__Exercise prompt__: Quote the excerpt on teachers and administrators word for word, starting with "In the second" and going on through "low effort. .".

The end of the first part has a nice little jab at administrators (not that they don’t deserve it):
Often a teacher who asks the principal about how to handle accrued skill deficits — not a whiny teacher, remember, we’re talking about the good one who just wants a straight answer — gets either the runaround (some mushy, political non-answer) or some version of “suck-it-up.”.
The answer here is simple. Teach kids. No mushy non-answer here. That’s our job, teach kids. No matter what condition they came through the door. It’s our job to teach them. If you can’t do that and you can’t do that for all kids, well, I hear there are jobs out there that pay a lot more than this one. And, no, that’s not a version of “suck it up”, it’s “teach it up”.
In the second part of this writing, Eduwonk almost saves itself. Almost.
No Excuses teachers (some in traditional schools, like Rafe Esquith and Mr. AB, some in No Excuses charter schools, like KIPP) directly tackle the Big Three: misbehavior, low skills, low effort. .

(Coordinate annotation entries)
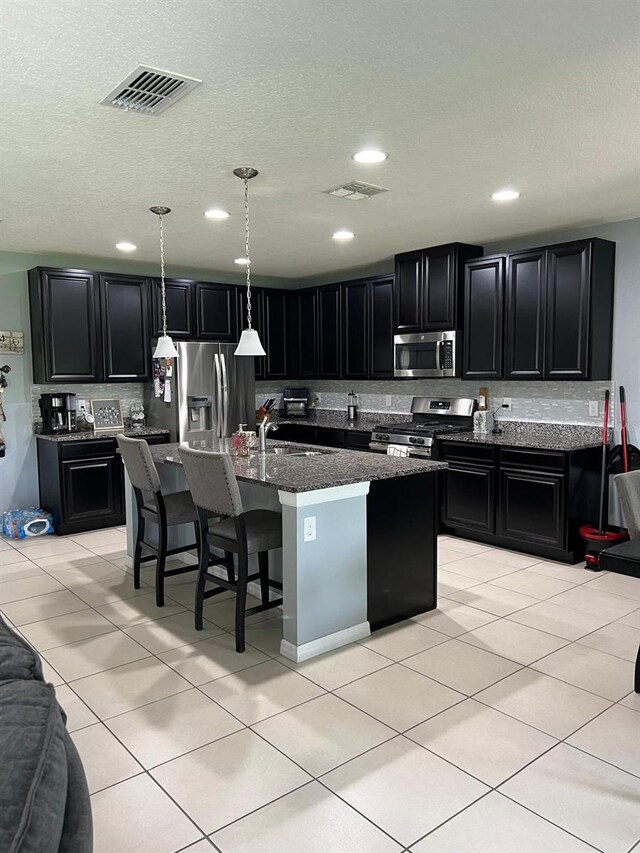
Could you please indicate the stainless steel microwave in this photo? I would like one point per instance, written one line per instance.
(425, 354)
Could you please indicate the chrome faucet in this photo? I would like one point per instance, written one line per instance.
(265, 427)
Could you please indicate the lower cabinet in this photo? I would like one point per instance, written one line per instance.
(82, 482)
(527, 500)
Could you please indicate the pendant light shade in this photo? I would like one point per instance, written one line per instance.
(249, 343)
(165, 348)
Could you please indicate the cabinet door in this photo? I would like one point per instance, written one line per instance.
(92, 491)
(355, 329)
(568, 293)
(180, 308)
(409, 278)
(305, 313)
(125, 328)
(275, 333)
(482, 327)
(216, 311)
(329, 331)
(525, 315)
(468, 498)
(440, 286)
(257, 320)
(532, 507)
(381, 327)
(65, 326)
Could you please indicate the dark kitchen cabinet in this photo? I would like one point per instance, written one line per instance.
(180, 308)
(329, 331)
(126, 345)
(276, 306)
(355, 326)
(381, 326)
(216, 317)
(65, 331)
(257, 320)
(532, 506)
(524, 499)
(304, 357)
(429, 285)
(526, 299)
(82, 482)
(482, 343)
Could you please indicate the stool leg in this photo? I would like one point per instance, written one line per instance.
(162, 559)
(241, 599)
(137, 554)
(202, 580)
(263, 564)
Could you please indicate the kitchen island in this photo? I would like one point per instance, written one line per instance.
(372, 560)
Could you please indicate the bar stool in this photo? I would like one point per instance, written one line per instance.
(214, 488)
(163, 510)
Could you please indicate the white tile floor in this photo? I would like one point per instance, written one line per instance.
(502, 722)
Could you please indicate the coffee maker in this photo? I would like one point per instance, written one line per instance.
(58, 413)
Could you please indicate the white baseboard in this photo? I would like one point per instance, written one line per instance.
(324, 644)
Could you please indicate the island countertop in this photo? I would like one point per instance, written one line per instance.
(325, 470)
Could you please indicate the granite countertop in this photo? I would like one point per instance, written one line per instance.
(535, 436)
(90, 435)
(337, 419)
(307, 473)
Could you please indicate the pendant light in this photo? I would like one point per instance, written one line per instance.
(249, 343)
(165, 348)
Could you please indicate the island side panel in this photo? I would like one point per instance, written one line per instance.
(325, 580)
(402, 548)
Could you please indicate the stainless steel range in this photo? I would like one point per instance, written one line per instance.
(431, 416)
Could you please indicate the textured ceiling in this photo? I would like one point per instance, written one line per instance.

__Answer below__:
In the second part of this writing, Eduwonk almost saves itself. Almost.
No Excuses teachers (some in traditional schools, like Rafe Esquith and Mr. AB, some in No Excuses charter schools, like KIPP) directly tackle the Big Three: misbehavior, low skills, low effort. .